[Task description]
Report back each line of the records that contains the string "covered".

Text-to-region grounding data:
□ □ □

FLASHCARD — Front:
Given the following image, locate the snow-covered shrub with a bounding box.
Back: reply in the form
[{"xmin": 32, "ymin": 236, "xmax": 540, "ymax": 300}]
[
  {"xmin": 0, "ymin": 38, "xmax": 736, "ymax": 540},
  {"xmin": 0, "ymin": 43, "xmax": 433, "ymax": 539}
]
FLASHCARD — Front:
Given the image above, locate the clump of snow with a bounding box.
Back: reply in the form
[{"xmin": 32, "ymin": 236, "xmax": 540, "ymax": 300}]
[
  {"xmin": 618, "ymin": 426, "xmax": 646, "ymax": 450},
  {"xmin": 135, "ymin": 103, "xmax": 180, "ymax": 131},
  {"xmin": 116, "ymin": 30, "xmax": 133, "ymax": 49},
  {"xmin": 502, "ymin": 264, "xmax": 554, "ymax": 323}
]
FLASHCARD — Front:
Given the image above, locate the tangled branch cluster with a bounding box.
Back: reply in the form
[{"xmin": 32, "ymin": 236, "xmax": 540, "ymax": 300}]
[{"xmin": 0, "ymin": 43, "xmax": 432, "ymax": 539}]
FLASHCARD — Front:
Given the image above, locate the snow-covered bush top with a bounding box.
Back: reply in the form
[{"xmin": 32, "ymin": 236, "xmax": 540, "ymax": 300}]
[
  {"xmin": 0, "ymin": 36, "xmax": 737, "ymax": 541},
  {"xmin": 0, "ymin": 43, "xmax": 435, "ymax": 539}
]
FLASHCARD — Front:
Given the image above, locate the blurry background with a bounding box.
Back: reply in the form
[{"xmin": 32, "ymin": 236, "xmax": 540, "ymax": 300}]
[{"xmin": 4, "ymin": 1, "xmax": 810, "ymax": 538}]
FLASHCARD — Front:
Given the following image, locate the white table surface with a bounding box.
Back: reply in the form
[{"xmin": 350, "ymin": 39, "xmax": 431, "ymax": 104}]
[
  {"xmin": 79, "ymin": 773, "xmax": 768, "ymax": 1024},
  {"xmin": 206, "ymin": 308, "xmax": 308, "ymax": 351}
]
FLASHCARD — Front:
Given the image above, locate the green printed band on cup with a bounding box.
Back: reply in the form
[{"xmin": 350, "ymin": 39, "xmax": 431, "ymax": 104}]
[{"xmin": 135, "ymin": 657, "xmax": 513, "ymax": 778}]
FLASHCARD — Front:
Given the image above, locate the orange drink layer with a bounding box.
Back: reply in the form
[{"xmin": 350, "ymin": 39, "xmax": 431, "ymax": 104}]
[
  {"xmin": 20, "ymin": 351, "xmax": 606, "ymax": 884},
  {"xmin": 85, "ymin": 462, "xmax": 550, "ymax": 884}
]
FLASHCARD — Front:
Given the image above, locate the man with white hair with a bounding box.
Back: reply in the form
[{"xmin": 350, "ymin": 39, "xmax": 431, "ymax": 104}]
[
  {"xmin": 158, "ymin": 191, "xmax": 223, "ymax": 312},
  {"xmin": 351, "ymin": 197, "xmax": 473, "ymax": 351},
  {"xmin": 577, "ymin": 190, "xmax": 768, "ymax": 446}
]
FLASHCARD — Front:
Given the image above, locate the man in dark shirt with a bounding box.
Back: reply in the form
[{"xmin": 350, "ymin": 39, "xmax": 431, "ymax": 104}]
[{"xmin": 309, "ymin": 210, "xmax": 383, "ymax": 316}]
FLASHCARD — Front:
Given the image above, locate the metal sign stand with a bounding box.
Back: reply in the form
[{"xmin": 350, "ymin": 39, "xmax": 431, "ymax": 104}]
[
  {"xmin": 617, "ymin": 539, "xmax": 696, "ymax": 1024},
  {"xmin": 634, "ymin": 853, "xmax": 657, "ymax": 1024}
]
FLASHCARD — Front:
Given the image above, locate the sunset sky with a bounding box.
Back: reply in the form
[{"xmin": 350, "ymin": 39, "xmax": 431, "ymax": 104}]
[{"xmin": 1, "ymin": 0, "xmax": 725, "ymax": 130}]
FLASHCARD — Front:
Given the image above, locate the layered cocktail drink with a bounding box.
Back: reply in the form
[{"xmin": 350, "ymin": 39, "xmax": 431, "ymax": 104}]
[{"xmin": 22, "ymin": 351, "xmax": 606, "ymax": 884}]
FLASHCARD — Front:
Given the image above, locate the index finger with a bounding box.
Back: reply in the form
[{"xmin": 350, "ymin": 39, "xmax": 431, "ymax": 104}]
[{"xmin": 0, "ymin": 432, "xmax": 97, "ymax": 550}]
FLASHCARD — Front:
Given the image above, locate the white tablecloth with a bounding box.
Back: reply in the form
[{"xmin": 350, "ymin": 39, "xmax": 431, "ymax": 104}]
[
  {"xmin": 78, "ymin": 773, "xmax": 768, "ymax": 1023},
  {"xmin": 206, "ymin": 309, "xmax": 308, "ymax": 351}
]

□ □ □

[Problem solution]
Given the following image, locate the snow-covered shrub with a bounding box.
Given the image above, locate the snow-covered bush top with a bounding box.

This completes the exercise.